◆ Metin parçası:
- - - - -

Dolar

34,8736

Euro

36,7156

Altın

3.035,88

Bist

10.124,00

HSYK'nın asıl hedefi Ergenekon

İstanbul Barosu'nun eski Başkanı Yücel Sayman: HSYK'nın Erzurum kararı, Ergenekon davasına Yargıtay yolunu açıyor. Yargıtay da işi askeri mahkemeye devredebilir.

16 Yıl Önce Güncellendi

2010-02-22 15:46:00

HSYK'nın asıl hedefi Ergenekon
“Erzurum’un bir adım sonrası, İstanbul’da Ergenekon davasının da Özel Yetkili Savcılardan alınması olabilir. Ergenekon, böylece Veli Küçük gibi isimlerle kapatılır.”

“HSYK, Ergenekon davasının Yargıtay’a taşınması imkânını sağladı. Kafes gibi davalar, Erzincan Savcısı’nın davasıyla birleştirilip Yargıtay’da görülebilir artık.”

“İstanbul, Savcı’yı yargılamaya gerek görmezse kurgu bozulacak. Yargıtay’a gitmeyecek dava. Ulusalcılar, “Niye dava açmıyorsunuz” diye bağıracak.”


İstanbul Ticaret Üniversitesi Öğretim Üyesi Doç. Dr. Yücel Sayman'a göre, Erzurum kararı Ergenekon davasının da özel yetkili savcılardan alınmasına yol açabilir: En azından ıslak imza, Kafes Planı Yargıtay'a gider. AKP karşıtı kamp, "Dava Yargıtay'da birleşsin" diyecek.

Sayman şöyle devam ediyor: Yargıtay "Bunlar askeri suç" deyip yargılamayı askeri mahkemeye devretme kararı verebilir. Ergenekon davası böyle ulusalcı güçler tarafından tasfiye edilebilir. Dava, Veli Küçük gibi isimlerle kapatılır. İşte Sayman'ın çarpıcı iddiaları...

- - - - -

◆ Görev: Yukarıdaki HSYK ve Ergenekon haberini son cümlesinin ardından sürdürün.

- - - - -

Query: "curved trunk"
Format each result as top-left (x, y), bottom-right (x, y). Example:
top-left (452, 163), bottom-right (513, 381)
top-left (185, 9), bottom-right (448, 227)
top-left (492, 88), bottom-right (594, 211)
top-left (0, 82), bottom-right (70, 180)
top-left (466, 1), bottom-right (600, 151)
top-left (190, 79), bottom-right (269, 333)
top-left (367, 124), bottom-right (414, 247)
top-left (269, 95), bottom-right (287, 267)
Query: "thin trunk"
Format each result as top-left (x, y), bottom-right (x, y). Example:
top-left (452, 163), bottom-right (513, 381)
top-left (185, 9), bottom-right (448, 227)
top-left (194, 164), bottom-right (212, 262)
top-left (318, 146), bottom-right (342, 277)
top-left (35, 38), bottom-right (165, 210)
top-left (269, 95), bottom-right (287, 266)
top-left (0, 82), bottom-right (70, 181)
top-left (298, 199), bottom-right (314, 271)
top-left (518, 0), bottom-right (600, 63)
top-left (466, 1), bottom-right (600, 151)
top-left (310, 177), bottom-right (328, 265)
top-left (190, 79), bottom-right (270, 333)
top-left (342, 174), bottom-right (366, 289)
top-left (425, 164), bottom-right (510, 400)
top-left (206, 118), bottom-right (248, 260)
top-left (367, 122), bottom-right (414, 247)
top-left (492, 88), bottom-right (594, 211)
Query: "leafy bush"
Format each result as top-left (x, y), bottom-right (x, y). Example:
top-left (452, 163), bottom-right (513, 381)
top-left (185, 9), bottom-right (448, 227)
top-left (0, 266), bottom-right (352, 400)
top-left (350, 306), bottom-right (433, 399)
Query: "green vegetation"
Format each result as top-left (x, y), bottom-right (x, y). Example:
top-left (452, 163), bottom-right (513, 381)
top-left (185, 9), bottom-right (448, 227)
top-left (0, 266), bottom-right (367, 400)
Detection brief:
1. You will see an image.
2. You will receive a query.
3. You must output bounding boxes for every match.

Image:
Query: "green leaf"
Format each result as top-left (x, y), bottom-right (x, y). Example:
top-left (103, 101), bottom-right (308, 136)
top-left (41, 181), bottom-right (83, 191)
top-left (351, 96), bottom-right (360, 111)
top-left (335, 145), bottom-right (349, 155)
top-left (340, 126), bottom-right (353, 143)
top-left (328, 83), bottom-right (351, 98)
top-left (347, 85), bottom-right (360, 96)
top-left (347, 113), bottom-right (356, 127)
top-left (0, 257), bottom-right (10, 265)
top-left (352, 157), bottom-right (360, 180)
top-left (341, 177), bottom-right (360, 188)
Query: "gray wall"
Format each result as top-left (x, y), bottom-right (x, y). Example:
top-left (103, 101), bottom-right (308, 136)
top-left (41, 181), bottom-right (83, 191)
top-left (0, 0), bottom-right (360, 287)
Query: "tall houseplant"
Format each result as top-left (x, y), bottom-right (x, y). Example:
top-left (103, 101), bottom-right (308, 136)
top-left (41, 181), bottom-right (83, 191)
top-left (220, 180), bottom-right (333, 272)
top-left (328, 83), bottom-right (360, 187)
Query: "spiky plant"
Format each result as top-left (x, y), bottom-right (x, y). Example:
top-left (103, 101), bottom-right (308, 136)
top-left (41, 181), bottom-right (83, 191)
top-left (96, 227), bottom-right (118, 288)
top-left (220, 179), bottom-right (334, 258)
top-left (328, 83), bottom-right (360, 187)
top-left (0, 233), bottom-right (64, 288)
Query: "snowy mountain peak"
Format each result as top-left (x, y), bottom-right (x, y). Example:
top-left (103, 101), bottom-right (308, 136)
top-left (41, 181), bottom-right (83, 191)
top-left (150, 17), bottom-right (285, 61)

- - - - -

◆ Yanıt:
Röportaj: Neşe Düzel

NEDEN: YÜCEL SAYMAN

Türkiye’de insanların mesafeli durduğu, pek ilgilenmediği hukuk, Hâkimler ve Savcılar Yüksek Kurulu’nun kararıyla bir anda toplumsal bir skandala dönüştü. Hukukçular, kararla ilgili taban tabana zıt yorumlarıyla tam anlamıyla ikiye ayrıldılar. Artık karşımızdaki durum, bütün ülkeyi hukuktan ve hukukçulardan kuşkulandıracak noktaya geldi. Hukukçularımız neden ikiye ayrıldı? HSYK’nın bir savcıyı görevden alma yetkisi var mı? Bugün Türkiye’nin karşılaştığı ve tartıştığı konular hukuki mi ideolojik mi? Hukukçular, Türkiye’de hukuku bir silah gibi mi kullanıyor? Yüksek yargı, orgenerallerin sorguya çağrılmasını engellemeye mi uğraşıyor? Hukuk sistemini, hukukçular tarafından çiğnenmekten nasıl kurtaracağız? Cemaatlerle ilgili bir soruşturma da engellenmiş gibi gözüküyor. Cemaatler soruşturması ne olacak? Bunları İstanbul Barosu’nun altı yıl başkanlığını yapmış olan önde gelen hukukçularımızdan Ticaret Üniversitesi öğretim üyesi Doç. Dr. Yücel Sayman’a sorduk. Sayman, “Yüksek yargıya, ‘Türklük ve Atatürk milliyetçiliğine oturtulan ideolojiyi koru’ görevi verilmiş bizde” derken, son dönemin büyük hukuk skandallarından biri olan Prof. Baskın Oran örneğini verdi. “Oran’ın davasında bu ideoloji, Yargıtay’ın kararıyla açıkça ortaya çıktı. Baskın’a, şu söylendi: ‘Sen Ermenilerin çıkarttığı bir gazetede yazıyorsun. Zaten burada yazıyorsan, devletin ideolojisine aykırı şeyler söylüyorsun demektir. O zaman sen, başkaları tarafından ‘satılmış’ diye hakaret edilmeyi hak ediyorsun. Aynı şeyleri Milliyet gazetesinde Bulgar veya Yunan Türkleri lehine söyle, o zaman sana hakaret edilemez. Sana ‘satılmış’ diyenler mahkûm edilir.’ Baskın’a işte bu söylendi” dedi.

* * *

NEŞE DÜZEL: Hukuk bir anda toplumsal bir skandala dönüştü. Hukukçularımız ikiye ayrıldı. Ne oluyor?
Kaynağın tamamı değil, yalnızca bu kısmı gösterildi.